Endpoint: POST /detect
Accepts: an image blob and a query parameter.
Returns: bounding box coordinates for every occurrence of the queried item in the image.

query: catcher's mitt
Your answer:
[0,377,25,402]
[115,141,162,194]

DIRECTIONS FOR THIS TASK
Copy the entries above again, switching "catcher's mitt" to "baseball glove" and leaving everything else unchanged.

THE RESPONSE
Endpoint: POST /detect
Accepts: an image blob and a query parameter.
Returns: bounding box coordinates for every occurrence of the queried item in the image.

query: baseball glove
Your answer:
[0,377,25,402]
[115,141,162,194]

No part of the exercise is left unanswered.